# Set tasks
1 – Summarize the interview with Christopher Konopka in two sentences.
2 – According to the interview with Christopher Konopka, where was Konopka born and raised?

# Text shown
-=-=-=-=-

Today we’d like to introduce you to Christopher Konopka.
Christopher, we’d love to hear your story and how you got to where you are today both personally and as an artist.
Born and raised north of Boston within the boundaries of the Giles Corey’s estate. Growing up in this region, I was fascinated with historical patterns and first-hand documentation. Within this framework, I’ve found that every avenue I’ve decided to walk down, whether it be audio or video, always leads back to cataloging my own experiences of empathy by observing individualized personal histories. And it generally leads to the questions, how can I properly represent this moment in time and how can I make someone feel this exact emotion?
We’d love to hear more about your art. What do you do you do and why and what do you hope others will take away from your work?

-=-=-=-=-

# Extracted data
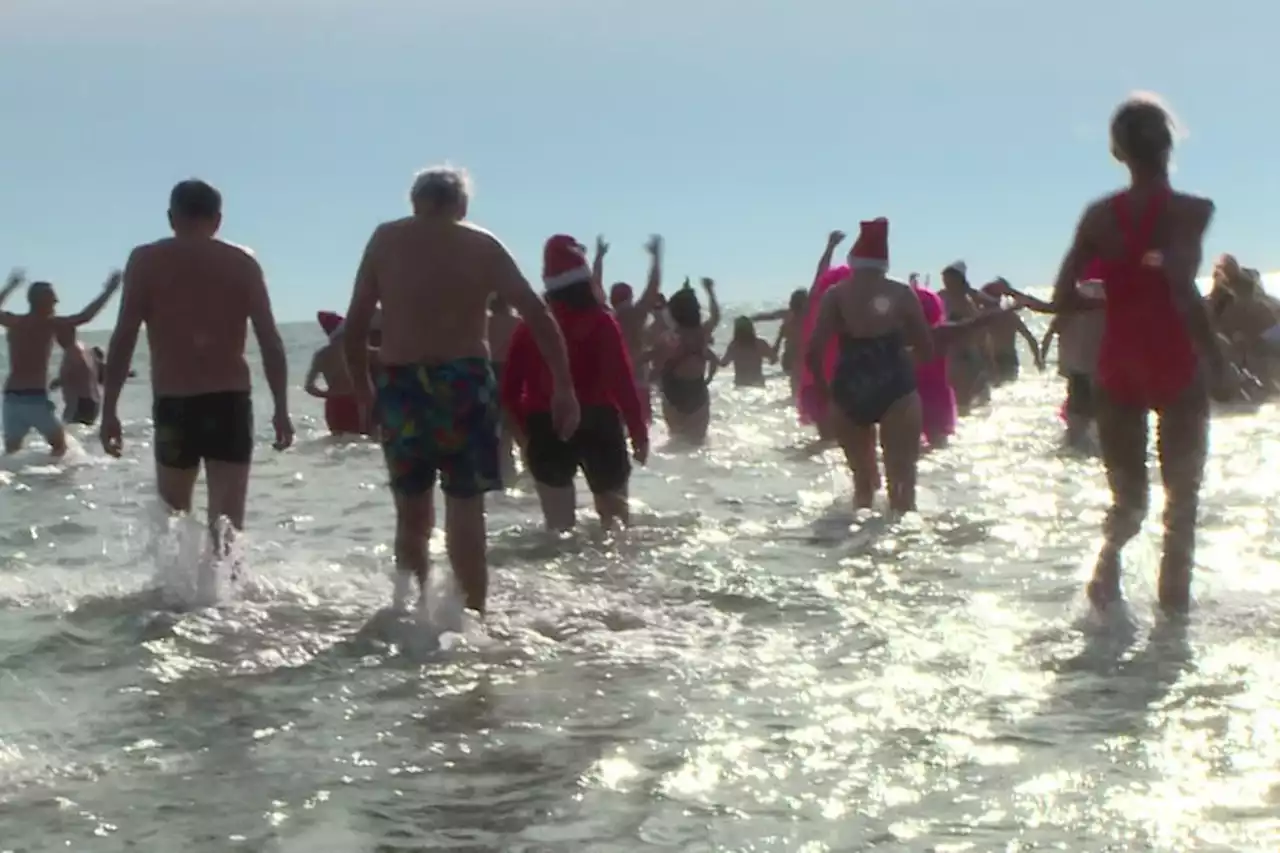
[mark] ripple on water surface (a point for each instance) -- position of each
(740, 673)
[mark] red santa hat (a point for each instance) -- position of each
(871, 249)
(565, 263)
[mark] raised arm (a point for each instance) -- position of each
(769, 316)
(95, 308)
(275, 363)
(16, 279)
(1183, 265)
(602, 249)
(653, 287)
(1031, 341)
(823, 331)
(124, 337)
(833, 240)
(713, 314)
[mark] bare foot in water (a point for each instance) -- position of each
(1104, 589)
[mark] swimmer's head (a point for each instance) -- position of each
(1247, 284)
(685, 310)
(1091, 290)
(931, 304)
(621, 295)
(799, 301)
(1142, 133)
(440, 191)
(195, 209)
(42, 299)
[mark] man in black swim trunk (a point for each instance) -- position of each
(197, 296)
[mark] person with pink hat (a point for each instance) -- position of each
(881, 332)
(433, 274)
(606, 389)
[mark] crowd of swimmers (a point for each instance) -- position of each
(458, 365)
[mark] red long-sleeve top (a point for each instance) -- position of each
(598, 361)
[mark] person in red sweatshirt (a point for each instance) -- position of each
(1157, 350)
(604, 383)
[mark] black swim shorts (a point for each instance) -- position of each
(216, 427)
(599, 447)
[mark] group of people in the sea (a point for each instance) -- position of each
(460, 365)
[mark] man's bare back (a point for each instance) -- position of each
(31, 336)
(204, 291)
(502, 325)
(434, 281)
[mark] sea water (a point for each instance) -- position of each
(752, 667)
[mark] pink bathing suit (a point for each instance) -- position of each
(813, 409)
(937, 397)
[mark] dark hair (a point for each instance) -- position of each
(686, 311)
(195, 199)
(36, 288)
(579, 296)
(799, 300)
(1142, 133)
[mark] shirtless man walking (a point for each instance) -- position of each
(31, 343)
(81, 382)
(434, 273)
(197, 295)
(634, 314)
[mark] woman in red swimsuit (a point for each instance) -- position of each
(1157, 354)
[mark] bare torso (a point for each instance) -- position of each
(434, 283)
(501, 328)
(31, 343)
(195, 299)
(872, 309)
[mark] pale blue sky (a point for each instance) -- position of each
(740, 129)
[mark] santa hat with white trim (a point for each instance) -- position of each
(871, 249)
(565, 263)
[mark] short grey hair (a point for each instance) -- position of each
(442, 187)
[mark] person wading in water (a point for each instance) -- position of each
(1157, 352)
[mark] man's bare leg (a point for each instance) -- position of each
(176, 487)
(1123, 441)
(1183, 447)
(465, 542)
(415, 519)
(560, 505)
(228, 493)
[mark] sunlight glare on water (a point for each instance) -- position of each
(752, 667)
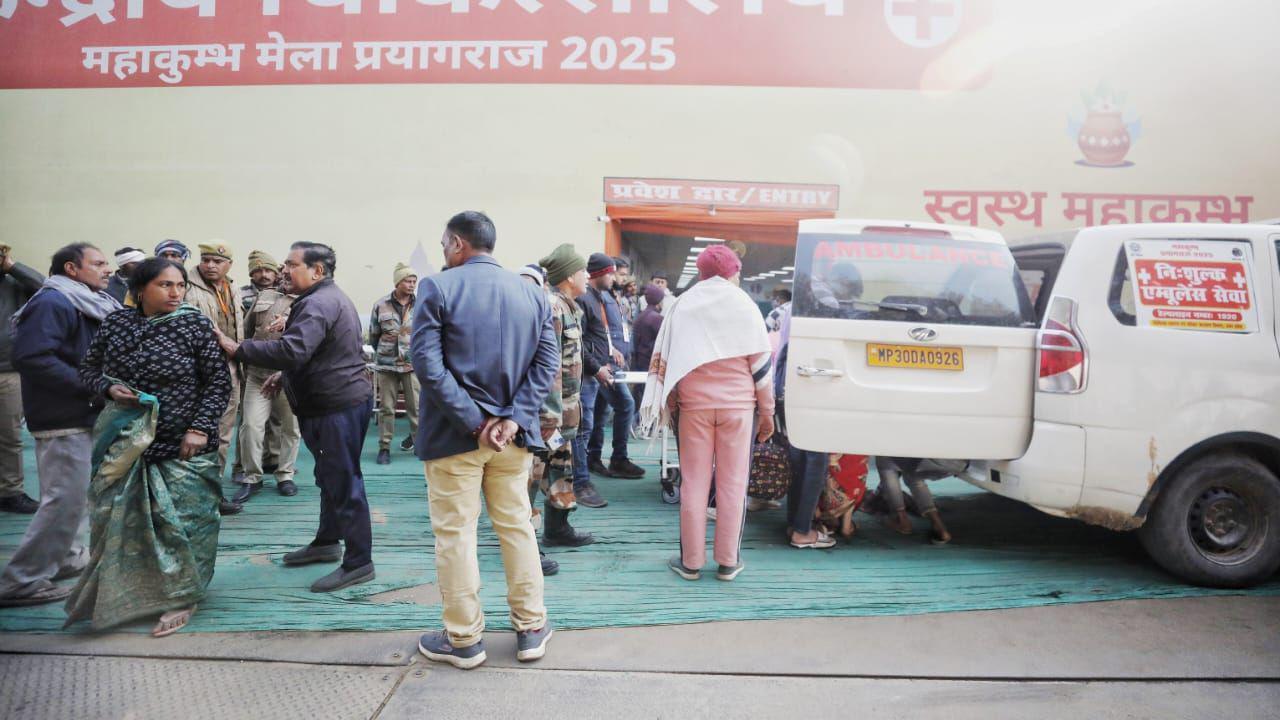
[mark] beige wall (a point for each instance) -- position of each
(378, 169)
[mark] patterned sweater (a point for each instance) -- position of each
(174, 358)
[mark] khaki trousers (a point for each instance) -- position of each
(227, 425)
(389, 386)
(255, 418)
(453, 488)
(10, 434)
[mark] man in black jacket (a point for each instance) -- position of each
(320, 355)
(599, 359)
(51, 333)
(17, 285)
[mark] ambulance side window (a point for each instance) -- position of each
(1120, 297)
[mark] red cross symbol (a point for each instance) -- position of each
(923, 12)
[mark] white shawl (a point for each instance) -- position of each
(713, 320)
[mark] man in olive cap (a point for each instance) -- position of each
(562, 410)
(269, 437)
(173, 250)
(213, 294)
(391, 327)
(264, 273)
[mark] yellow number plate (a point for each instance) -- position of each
(914, 356)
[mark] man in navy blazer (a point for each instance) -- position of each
(485, 352)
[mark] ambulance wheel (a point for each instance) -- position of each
(1217, 523)
(671, 487)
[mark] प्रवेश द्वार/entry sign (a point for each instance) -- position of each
(1196, 285)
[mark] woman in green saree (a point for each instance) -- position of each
(154, 496)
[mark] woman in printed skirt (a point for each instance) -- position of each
(155, 490)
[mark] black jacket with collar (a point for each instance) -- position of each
(595, 337)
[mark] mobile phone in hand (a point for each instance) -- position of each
(554, 442)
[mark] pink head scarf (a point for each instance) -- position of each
(718, 260)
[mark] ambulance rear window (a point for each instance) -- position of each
(909, 277)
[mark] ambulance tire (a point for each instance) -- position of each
(1217, 523)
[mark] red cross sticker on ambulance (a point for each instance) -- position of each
(923, 23)
(1193, 285)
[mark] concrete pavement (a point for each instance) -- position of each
(1192, 657)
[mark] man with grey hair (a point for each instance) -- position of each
(51, 333)
(321, 363)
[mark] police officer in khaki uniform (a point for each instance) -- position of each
(264, 273)
(391, 328)
(211, 292)
(265, 320)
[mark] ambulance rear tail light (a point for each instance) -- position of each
(1063, 354)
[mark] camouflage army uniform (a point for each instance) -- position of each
(553, 472)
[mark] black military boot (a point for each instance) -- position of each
(558, 532)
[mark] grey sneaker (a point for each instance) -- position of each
(677, 566)
(437, 646)
(728, 572)
(531, 645)
(343, 578)
(314, 554)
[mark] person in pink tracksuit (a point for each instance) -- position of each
(712, 367)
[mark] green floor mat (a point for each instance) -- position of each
(1004, 555)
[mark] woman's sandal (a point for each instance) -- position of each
(172, 621)
(848, 528)
(821, 542)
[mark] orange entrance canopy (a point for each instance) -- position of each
(769, 227)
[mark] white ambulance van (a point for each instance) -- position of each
(1128, 377)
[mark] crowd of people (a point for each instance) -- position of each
(133, 383)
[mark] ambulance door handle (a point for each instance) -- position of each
(807, 372)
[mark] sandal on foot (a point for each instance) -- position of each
(172, 621)
(822, 542)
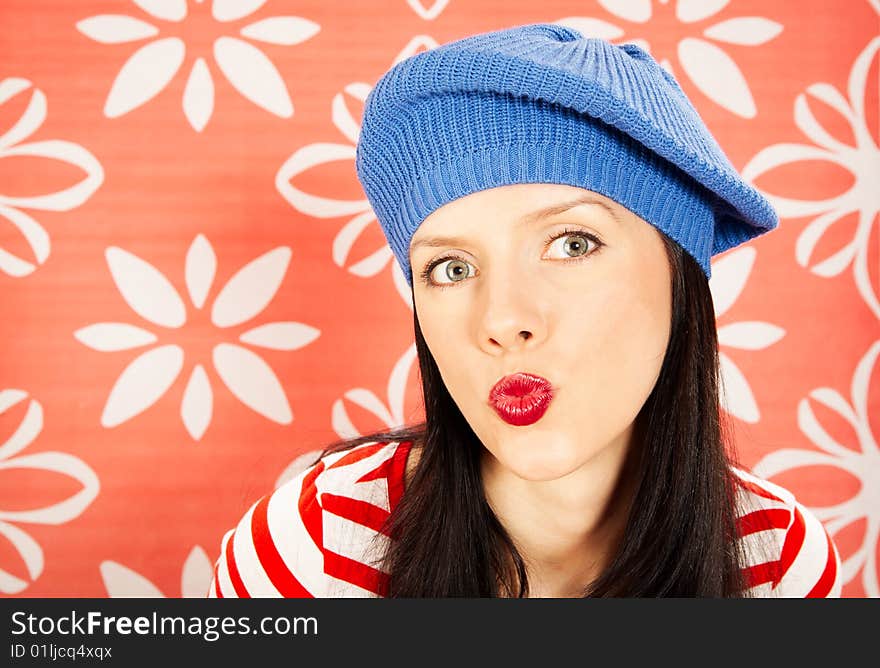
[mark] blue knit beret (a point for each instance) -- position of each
(541, 103)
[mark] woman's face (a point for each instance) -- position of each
(589, 311)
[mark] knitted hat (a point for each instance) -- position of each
(541, 103)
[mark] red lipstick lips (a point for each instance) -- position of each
(521, 398)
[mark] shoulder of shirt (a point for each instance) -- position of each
(318, 533)
(789, 552)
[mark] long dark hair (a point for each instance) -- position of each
(680, 536)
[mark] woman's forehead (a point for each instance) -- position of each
(521, 203)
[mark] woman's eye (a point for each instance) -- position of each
(454, 269)
(573, 245)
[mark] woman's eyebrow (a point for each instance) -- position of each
(532, 217)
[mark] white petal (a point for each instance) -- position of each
(304, 159)
(198, 571)
(717, 75)
(297, 466)
(591, 27)
(63, 511)
(372, 264)
(343, 118)
(690, 11)
(857, 86)
(12, 86)
(36, 237)
(403, 288)
(729, 275)
(13, 265)
(167, 10)
(834, 265)
(252, 381)
(737, 397)
(232, 10)
(861, 380)
(145, 289)
(201, 267)
(144, 75)
(198, 403)
(416, 45)
(122, 582)
(284, 30)
(638, 11)
(367, 400)
(142, 383)
(33, 115)
(253, 75)
(116, 28)
(783, 154)
(251, 289)
(30, 552)
(198, 96)
(428, 13)
(746, 30)
(397, 382)
(112, 336)
(281, 335)
(340, 421)
(749, 335)
(65, 151)
(31, 425)
(812, 234)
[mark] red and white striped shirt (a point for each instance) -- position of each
(319, 534)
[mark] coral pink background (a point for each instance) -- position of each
(196, 203)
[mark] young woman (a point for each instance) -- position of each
(553, 202)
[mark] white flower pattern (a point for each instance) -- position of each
(152, 67)
(730, 274)
(153, 297)
(12, 208)
(58, 513)
(862, 159)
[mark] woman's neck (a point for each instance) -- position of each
(567, 529)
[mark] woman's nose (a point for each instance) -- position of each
(511, 316)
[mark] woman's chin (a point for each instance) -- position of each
(539, 461)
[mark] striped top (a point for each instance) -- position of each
(319, 534)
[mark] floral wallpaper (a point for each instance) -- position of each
(196, 295)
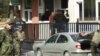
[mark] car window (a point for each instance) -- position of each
(62, 39)
(52, 39)
(74, 37)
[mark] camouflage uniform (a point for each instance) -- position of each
(18, 39)
(95, 42)
(6, 46)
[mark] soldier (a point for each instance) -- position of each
(18, 40)
(95, 42)
(6, 47)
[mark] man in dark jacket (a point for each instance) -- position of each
(6, 40)
(60, 21)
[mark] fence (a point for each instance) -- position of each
(44, 30)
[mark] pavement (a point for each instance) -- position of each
(27, 48)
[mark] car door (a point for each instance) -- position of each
(49, 45)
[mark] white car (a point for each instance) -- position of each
(62, 44)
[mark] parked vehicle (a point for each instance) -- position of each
(62, 44)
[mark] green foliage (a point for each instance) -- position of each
(4, 8)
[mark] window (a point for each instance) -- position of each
(64, 3)
(62, 39)
(89, 10)
(28, 10)
(52, 39)
(28, 4)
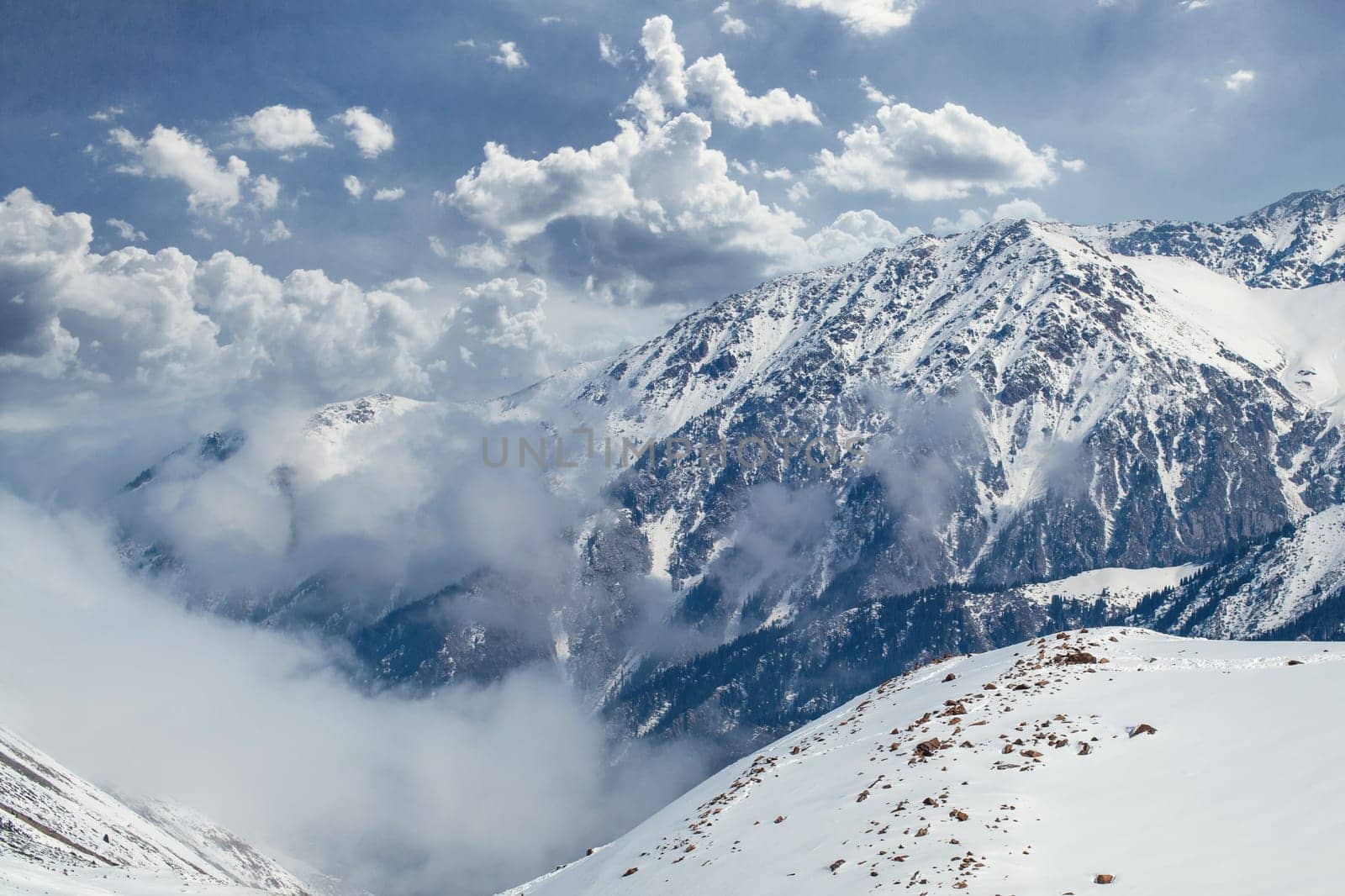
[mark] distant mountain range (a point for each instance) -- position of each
(1022, 427)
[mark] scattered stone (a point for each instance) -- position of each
(928, 747)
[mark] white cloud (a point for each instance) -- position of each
(407, 284)
(483, 256)
(730, 24)
(282, 128)
(266, 192)
(1015, 208)
(945, 154)
(367, 786)
(108, 113)
(509, 55)
(973, 219)
(1239, 80)
(873, 94)
(966, 219)
(172, 155)
(134, 320)
(276, 232)
(127, 230)
(864, 17)
(370, 134)
(853, 235)
(649, 201)
(607, 51)
(670, 84)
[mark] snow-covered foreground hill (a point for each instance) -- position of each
(1028, 770)
(62, 835)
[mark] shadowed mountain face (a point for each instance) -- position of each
(854, 468)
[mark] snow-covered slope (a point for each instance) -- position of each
(1293, 584)
(1029, 770)
(61, 835)
(1033, 403)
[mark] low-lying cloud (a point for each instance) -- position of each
(466, 791)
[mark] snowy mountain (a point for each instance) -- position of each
(995, 419)
(1048, 767)
(61, 835)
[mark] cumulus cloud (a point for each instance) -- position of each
(509, 55)
(1239, 80)
(670, 85)
(869, 18)
(372, 134)
(502, 323)
(945, 154)
(282, 128)
(1015, 208)
(277, 232)
(730, 24)
(646, 197)
(853, 235)
(873, 94)
(165, 320)
(407, 284)
(108, 113)
(607, 51)
(483, 256)
(174, 155)
(973, 219)
(367, 788)
(127, 230)
(266, 192)
(132, 323)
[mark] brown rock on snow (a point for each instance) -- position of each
(928, 747)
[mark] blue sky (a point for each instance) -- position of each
(1078, 111)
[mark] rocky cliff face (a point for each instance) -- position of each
(844, 472)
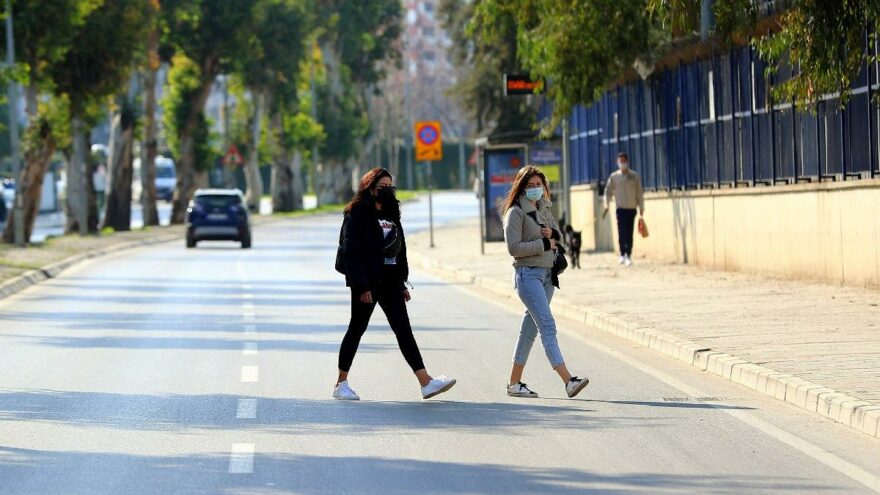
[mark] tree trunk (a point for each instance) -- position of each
(334, 181)
(30, 180)
(149, 150)
(187, 179)
(282, 182)
(117, 211)
(91, 193)
(77, 188)
(299, 188)
(252, 169)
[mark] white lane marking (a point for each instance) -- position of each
(247, 409)
(842, 466)
(241, 458)
(250, 374)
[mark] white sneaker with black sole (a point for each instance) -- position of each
(437, 386)
(521, 390)
(575, 385)
(344, 392)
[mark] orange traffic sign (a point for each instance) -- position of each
(429, 141)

-=-=-=-=-

# Responses for each task
1 – Christopher Konopka was born and raised north of Boston, within the boundaries of Giles Corey's estate, and growing up there sparked a fascination with historical patterns and first-hand documentation. Whether in audio or video, Konopka's work keeps returning to cataloging personal experiences of empathy by observing individual histories, raising the questions of how to properly represent a moment in time and how to make someone feel that exact emotion.

2 – North of Boston, within the boundaries of Giles Corey's estate.